## Stated problem
Pick out every line in the listing below that contains the word "Query" and copy each of those lines.

Entries for pointing and labeling
START
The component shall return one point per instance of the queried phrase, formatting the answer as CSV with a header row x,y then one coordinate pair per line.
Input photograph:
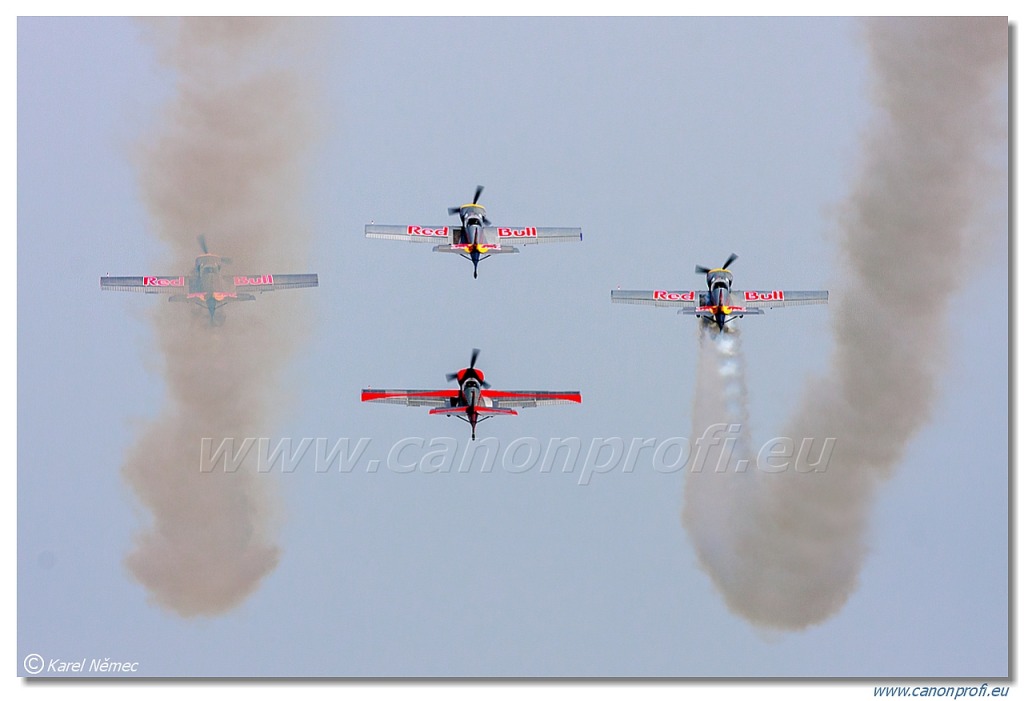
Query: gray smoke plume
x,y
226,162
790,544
END
START
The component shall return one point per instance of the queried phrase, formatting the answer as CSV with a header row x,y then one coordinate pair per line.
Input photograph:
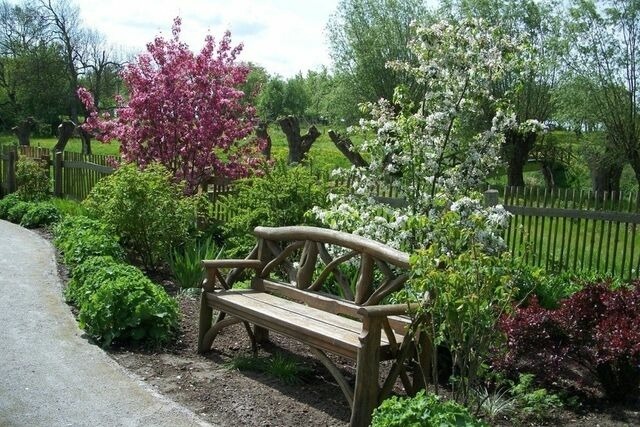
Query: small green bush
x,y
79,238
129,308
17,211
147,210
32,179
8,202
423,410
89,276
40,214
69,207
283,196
END
## Answer below
Query: gray smoke plume
Query: small green bush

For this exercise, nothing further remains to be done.